═══ RECORDS FOR THE EXERCISE ═══

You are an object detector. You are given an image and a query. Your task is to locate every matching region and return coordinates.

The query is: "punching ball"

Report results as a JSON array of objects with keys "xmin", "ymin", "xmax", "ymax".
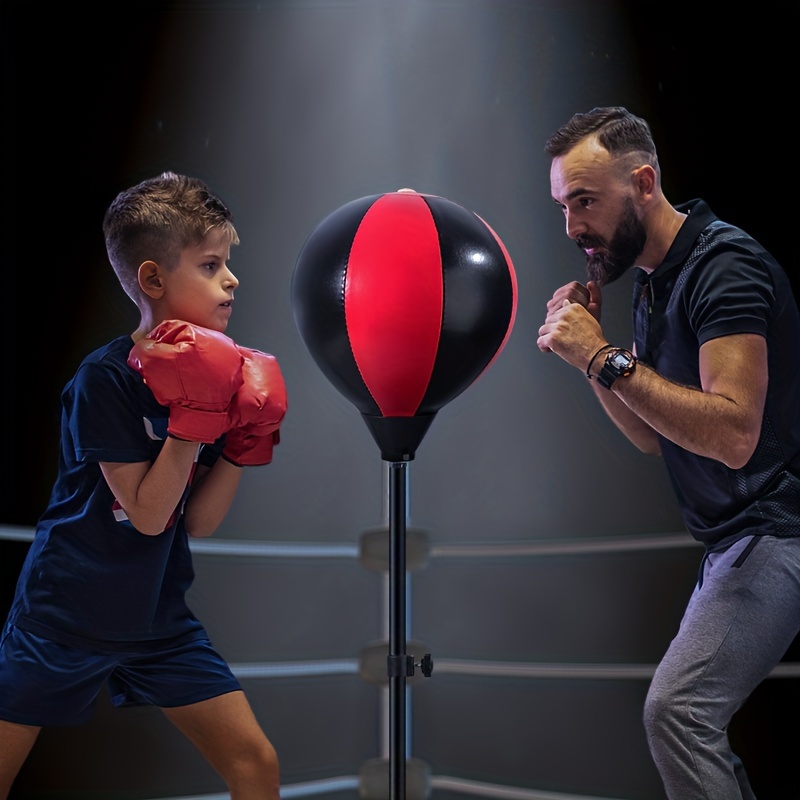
[{"xmin": 291, "ymin": 189, "xmax": 517, "ymax": 462}]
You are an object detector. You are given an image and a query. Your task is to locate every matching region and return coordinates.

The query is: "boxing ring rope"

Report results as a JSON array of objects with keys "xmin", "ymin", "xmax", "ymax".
[{"xmin": 0, "ymin": 525, "xmax": 800, "ymax": 800}]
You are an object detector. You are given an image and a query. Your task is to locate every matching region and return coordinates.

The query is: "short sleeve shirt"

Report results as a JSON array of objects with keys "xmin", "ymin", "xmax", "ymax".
[
  {"xmin": 633, "ymin": 200, "xmax": 800, "ymax": 548},
  {"xmin": 9, "ymin": 336, "xmax": 222, "ymax": 649}
]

═══

### TASK STATEMENT
Reproduce every entry above verbatim, leaving out the pictures.

### RESULT FOR THIS TASK
You are an object detector. You are given an image and a query. Your task is to locate every matching region and return coordinates.

The query is: "punching ball"

Report results as a JSON array of objects with keys "xmin", "ymin", "xmax", "ymax".
[{"xmin": 291, "ymin": 189, "xmax": 517, "ymax": 462}]
You are an object detector. You are given an image and a query. Your task is to locate every matching region and return coordinates.

The query is: "boxing ring rope"

Report results as a JSON array of objects with keys "xmin", "ymin", "xmax", "ymax".
[{"xmin": 0, "ymin": 525, "xmax": 800, "ymax": 800}]
You are an object detector. You are given an image and a query. Your task is to locate every matching region and return coordinates.

The query is: "short sleeve shirt"

Report results as a JSON array of objects with keys "xmin", "ymin", "xmax", "ymax".
[
  {"xmin": 633, "ymin": 200, "xmax": 800, "ymax": 548},
  {"xmin": 9, "ymin": 336, "xmax": 222, "ymax": 649}
]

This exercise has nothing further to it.